- [EXCERPT]
On Mon, 18 Dec 2023 at 14:58, Julia Lawall <julia.lawall@...ia.fr> wrote:
>
> Hello,
>
> I have looked further into the NUMA balancing issue.
>
> The context is that there are 2N threads running on 2N cores, one thread
> gets NUMA balanced to the other socket, leaving N+1 threads on one socket
> and N-1 threads on the other socket.  This condition typically persists
> for one or more seconds.
>
> Previously, I reported this on a 4-socket machine, but it can also occur
> on a 2-socket machine, with other tests from the NAS benchmark suite
> (sp.B, bt.B, etc).
>
> Since there are N+1 threads on one of the sockets, it would seem that load
> balancing would quickly kick in to bring some thread back to socket with
> only N-1 threads.  This doesn't happen, though, because actually most of
> the threads have some NUMA effects such that they have a preferred node.
> So there is a high chance that an attempt to steal will fail, because both
> threads have a preference for the socket.
>
> At this point, the only hope is active balancing.  However, triggering
> active balancing requires the success of the following condition in
> imbalanced_active_balance:
>
>         if ((env->migration_type == migrate_task) &&
>             (sd->nr_balance_failed > sd->cache_nice_tries+2))
>
> sd->nr_balance_failed does not increase because the core is idle.  When a
> core is idle, it comes to the load_balance function from schedule() though
> newidle_balance.  newidle_balance always sends in the flag CPU_NEWLY_IDLE,
> even if the core has been idle for a long time.

Do you mean that you never kick a normal idle load balance ?

- [REQUEST 1]
Output the passage of the NUMA balancing email between "On Mon, 18 Dec" and "or more seconds.", inclusive, copied word for word.
- [REQUEST 2]
Pick up the NUMA balancing email after its last line and continue it.

- [MATERIAL PROVIDED]
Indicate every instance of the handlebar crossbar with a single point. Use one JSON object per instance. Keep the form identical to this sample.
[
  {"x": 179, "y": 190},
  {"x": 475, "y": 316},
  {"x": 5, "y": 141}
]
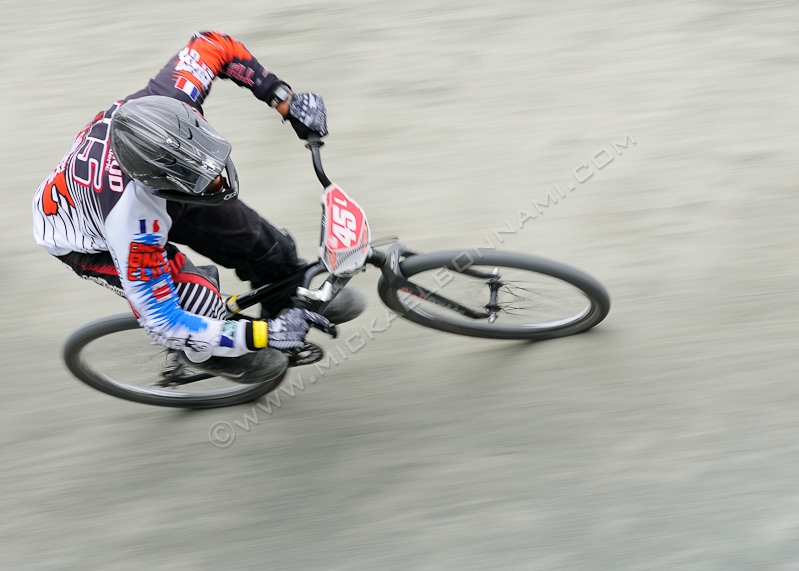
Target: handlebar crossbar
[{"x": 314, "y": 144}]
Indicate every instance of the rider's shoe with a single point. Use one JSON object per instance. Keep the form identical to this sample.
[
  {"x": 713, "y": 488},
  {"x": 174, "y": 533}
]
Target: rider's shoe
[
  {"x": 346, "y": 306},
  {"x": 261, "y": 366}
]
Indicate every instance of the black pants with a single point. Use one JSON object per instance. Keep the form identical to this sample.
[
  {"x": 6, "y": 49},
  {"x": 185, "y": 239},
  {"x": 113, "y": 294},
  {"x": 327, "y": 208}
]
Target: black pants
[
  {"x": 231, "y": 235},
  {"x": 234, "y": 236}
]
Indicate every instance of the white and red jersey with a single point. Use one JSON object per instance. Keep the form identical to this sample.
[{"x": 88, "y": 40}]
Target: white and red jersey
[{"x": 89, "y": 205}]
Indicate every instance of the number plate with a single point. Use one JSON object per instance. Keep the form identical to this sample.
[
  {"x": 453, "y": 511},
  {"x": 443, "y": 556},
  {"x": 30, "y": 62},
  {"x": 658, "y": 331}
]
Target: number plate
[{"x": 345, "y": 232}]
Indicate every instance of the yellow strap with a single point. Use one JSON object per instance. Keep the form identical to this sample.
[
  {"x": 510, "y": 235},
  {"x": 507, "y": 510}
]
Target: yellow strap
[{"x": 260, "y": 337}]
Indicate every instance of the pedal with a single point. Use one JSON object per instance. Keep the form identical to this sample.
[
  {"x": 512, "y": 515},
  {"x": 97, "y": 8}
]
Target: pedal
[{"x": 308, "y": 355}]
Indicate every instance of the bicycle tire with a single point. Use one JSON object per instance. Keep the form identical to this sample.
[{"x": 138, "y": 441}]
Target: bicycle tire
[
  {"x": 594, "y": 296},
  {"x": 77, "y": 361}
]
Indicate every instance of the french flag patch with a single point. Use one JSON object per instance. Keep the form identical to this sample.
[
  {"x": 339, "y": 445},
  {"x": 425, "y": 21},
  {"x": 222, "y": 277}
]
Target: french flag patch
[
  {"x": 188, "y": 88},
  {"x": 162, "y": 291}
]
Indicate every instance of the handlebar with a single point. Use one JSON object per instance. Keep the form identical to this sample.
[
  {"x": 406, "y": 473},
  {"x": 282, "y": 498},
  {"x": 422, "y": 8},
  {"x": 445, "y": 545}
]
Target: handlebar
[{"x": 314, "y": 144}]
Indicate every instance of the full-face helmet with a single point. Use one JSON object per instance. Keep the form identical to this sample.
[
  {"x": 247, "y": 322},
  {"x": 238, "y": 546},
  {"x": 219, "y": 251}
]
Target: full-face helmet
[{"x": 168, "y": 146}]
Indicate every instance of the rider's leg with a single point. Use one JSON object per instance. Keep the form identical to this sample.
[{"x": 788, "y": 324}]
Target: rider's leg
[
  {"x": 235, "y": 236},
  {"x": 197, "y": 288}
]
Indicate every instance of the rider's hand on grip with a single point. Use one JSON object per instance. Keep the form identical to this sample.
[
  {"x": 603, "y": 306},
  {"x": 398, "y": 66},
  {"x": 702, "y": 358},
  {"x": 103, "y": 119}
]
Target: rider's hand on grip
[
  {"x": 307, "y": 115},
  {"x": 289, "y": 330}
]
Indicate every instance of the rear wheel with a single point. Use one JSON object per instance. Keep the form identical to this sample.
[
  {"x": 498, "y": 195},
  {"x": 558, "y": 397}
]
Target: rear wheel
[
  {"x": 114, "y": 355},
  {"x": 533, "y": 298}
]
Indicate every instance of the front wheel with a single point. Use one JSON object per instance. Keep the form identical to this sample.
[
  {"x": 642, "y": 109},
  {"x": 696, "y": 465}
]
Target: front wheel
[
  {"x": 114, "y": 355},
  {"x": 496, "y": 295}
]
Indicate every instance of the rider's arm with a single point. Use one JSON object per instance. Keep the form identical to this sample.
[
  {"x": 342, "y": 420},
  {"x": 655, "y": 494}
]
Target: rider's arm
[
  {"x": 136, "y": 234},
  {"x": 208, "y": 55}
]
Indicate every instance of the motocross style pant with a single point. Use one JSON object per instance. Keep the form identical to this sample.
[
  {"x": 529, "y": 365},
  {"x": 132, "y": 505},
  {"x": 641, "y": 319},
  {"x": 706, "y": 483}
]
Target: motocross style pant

- [FINAL RESULT 1]
On Mon, 18 Dec 2023 at 14:58, Julia Lawall <julia.lawall@...ia.fr> wrote:
>
> Hello,
>
> I have looked further into the NUMA balancing issue.
>
> The context is that there are 2N threads running on 2N cores, one thread
> gets NUMA balanced to the other socket, leaving N+1 threads on one socket
> and N-1 threads on the other socket.  This condition typically persists
> for one or more seconds.

- [FINAL RESULT 2]
>
> Changing newidle_balance to use CPU_IDLE rather than CPU_NEWLY_IDLE when
> the core was already idle before the call to schedule() is not enough
> though, because there is also the constraint on the migration type.  That
> turns out to be (mostly?) migrate_util.  Removing the following
> code from find_busiest_queue:
>
>                         /*
>                          * Don't try to pull utilization from a CPU with one
>                          * running task. Whatever its utilization, we will fail
>                          * detach the task.
>                          */
>                         if (nr_running <= 1)
>                                 continue;

I'm surprised that load_balance wants to "migrate_util"  instead of
"migrate_task"

You have N+1 threads on a group of 2N CPUs so you should have at most
1 thread per CPUs in your busiest group. In theory you should have the
local "group_has_spare" and the busiest "group_fully_busy" (at most).
This means that no group should be overloaded and load_balance should
not try to migrate utli but only task


>
> and changing the above test to:
>
>         if ((env->migration_type == migrate_task || env->migration_type == migrate_util) &&
>             (sd->nr_balance_failed > sd->cache_nice_tries+2))
>
> seems to solve the problem.
>
> I will test this on more applications.  But let me know if the above
> solution seems completely inappropriate.  Maybe it violates some other
> constraints.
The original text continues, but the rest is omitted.